(Task directions)
Change every occurrence of "Give" to "State" throughout the records below, and reproduce them otherwise unchanged, omitting the pictures.

(Data in this exercise)

*-*-*

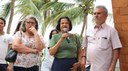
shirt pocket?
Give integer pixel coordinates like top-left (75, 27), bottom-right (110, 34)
top-left (98, 37), bottom-right (109, 50)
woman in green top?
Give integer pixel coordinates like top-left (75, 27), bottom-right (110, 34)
top-left (49, 17), bottom-right (82, 71)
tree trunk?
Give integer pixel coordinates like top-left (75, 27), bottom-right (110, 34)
top-left (80, 13), bottom-right (88, 37)
top-left (7, 0), bottom-right (15, 34)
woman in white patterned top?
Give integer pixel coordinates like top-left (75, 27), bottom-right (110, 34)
top-left (12, 17), bottom-right (45, 71)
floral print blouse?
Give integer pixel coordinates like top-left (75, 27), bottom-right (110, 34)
top-left (14, 31), bottom-right (42, 68)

*-*-*

(Right answer)
shirt pocket?
State integer pixel coordinates like top-left (75, 27), bottom-right (110, 34)
top-left (98, 37), bottom-right (109, 50)
woman in green top?
State integer pixel coordinates like top-left (75, 27), bottom-right (110, 34)
top-left (49, 17), bottom-right (82, 71)
tree trunk?
State integer pixel coordinates like top-left (75, 27), bottom-right (110, 34)
top-left (80, 13), bottom-right (88, 37)
top-left (7, 0), bottom-right (15, 34)
woman in white patterned top?
State integer pixel coordinates like top-left (75, 27), bottom-right (110, 34)
top-left (12, 17), bottom-right (45, 71)
floral print blouse?
State integer pixel coordinates like top-left (75, 27), bottom-right (110, 34)
top-left (14, 31), bottom-right (42, 68)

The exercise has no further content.